- **Brief**
Copy out the listing that follows exactly, dropping every picture.

- **Records to use**

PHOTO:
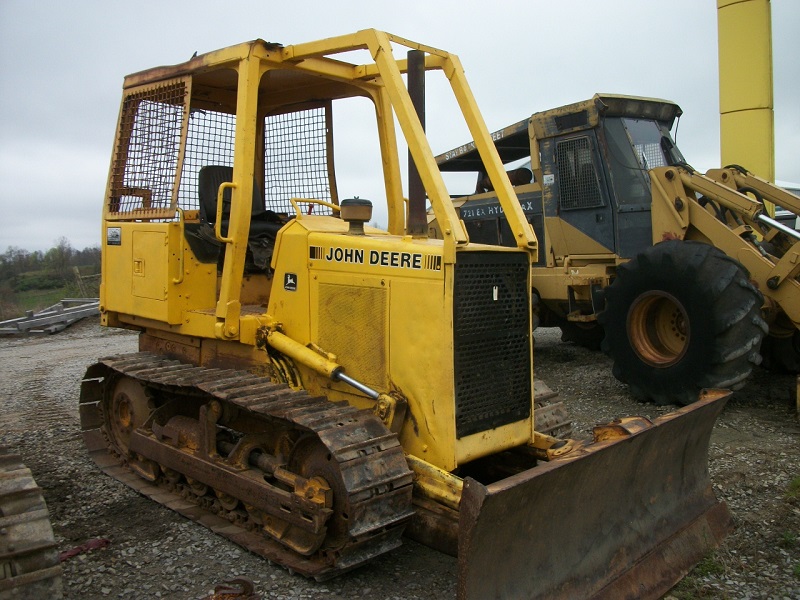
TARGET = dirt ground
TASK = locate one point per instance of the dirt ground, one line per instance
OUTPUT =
(154, 553)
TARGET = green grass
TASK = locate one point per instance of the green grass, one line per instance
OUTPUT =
(690, 587)
(793, 491)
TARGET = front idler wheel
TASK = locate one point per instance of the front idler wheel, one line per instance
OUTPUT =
(126, 407)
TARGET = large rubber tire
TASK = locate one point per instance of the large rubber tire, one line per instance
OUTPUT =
(682, 316)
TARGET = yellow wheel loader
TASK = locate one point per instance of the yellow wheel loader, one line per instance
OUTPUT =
(681, 277)
(312, 387)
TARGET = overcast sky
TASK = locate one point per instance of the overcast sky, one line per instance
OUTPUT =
(62, 65)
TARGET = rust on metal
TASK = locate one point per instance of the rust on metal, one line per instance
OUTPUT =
(316, 486)
(29, 564)
(571, 528)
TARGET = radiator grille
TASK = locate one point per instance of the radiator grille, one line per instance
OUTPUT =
(361, 350)
(492, 340)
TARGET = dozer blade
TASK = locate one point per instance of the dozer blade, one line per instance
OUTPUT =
(622, 518)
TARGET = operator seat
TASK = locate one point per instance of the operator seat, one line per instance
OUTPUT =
(264, 224)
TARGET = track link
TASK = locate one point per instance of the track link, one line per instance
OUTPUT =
(29, 566)
(374, 486)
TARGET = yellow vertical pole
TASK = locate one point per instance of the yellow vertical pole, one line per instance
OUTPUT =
(745, 85)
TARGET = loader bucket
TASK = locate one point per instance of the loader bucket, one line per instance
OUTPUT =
(625, 518)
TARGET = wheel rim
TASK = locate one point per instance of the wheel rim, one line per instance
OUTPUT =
(658, 328)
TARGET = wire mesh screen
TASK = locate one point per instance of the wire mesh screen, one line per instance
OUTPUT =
(296, 160)
(146, 159)
(650, 155)
(577, 179)
(209, 141)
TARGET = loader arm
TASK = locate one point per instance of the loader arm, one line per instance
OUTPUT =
(691, 206)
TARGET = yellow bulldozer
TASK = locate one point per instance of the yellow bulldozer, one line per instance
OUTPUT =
(312, 387)
(683, 278)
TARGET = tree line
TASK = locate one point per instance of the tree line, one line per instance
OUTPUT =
(35, 280)
(23, 270)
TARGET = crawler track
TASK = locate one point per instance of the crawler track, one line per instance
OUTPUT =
(372, 495)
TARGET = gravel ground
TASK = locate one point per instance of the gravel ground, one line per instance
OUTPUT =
(155, 553)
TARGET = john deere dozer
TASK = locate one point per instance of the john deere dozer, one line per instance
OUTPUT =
(312, 387)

- **Response**
PHOTO:
TARGET = dirt ground
TASK = locate one point per instance of the dirt ground, one line per instance
OUTPUT =
(154, 553)
TARGET = green grass
TASK = locate one point per instance of the green grass, one line per instance
OUTPUT =
(690, 587)
(793, 491)
TARGET = front idler wheel
TASK = locate one point per instance of the front idler wheel, one line per instance
OUTPUT =
(126, 407)
TARGET = large rubber tire
TASK = locate one point per instance of the large rubber tire, one line per instance
OUTPUT =
(682, 316)
TARGET = yellow wheel loader
TASK = locate one point per instance of the yellow wheel loader, one line per instance
OUTPUT =
(681, 277)
(312, 387)
TARGET = overcast sky
TASK = locate one point per instance of the overcast sky, one line per instance
OUTPUT =
(62, 65)
TARGET = rust on metal
TASK = locate one point per instance of the rust on metal, one line per instance
OUTPUT =
(316, 486)
(29, 564)
(571, 528)
TARGET = radiator grille
TASK = locate one point per instance of the radiator grille, one line per instance
OUTPUT =
(361, 350)
(492, 340)
TARGET = dozer blade
TASK = locate one point per instance of the dozer blade, one line per instance
OUTPUT =
(622, 518)
TARGET = operator seat
TASK = locate one point per instance of the operator seat, one line per instance
OUTPUT =
(264, 224)
TARGET = track link
TASK = locate one point per instance of the track link, one line per instance
OUTPUT =
(29, 566)
(374, 486)
TARGET = yellow vertical pole
TASK = locate one point per instance of the yellow vertical pole, one line per instance
OUTPUT =
(745, 85)
TARGET = loader bucket
TASK = locate one point per instance of the loader bucket, one line per instance
OUTPUT =
(625, 518)
TARGET = wheel rim
TASK = locate one point per instance of the wheel rim, one line per instance
OUTPUT =
(658, 328)
TARGET = wire mesh screen
TASK = locate one point per instance of the wire mesh screen, one line per instance
OUTPUT =
(296, 160)
(146, 159)
(650, 155)
(577, 179)
(209, 141)
TARGET = loader arm
TASK = locate one point per instance of the loader arm, one line per instance
OUTPUT =
(691, 206)
TARGET = yellow bulldozer
TASK = locate one point per instance of the yellow bulldozer, one line per instance
OUTPUT =
(312, 387)
(683, 278)
TARGET = tree line
TASK = locate one point per instance of the tree line, one line per instance
OUTPUT =
(35, 280)
(23, 270)
TARGET = crawler track
TASK = locate one point per instance of the crawler track, one line per instance
OUTPUT =
(372, 495)
TARGET = gravel ground
TASK = locate one point per instance of the gravel ground, one line per instance
OUTPUT =
(155, 553)
TARGET = john deere dozer
TASK = locate one point per instance of the john deere dozer, one line per instance
OUTPUT =
(312, 387)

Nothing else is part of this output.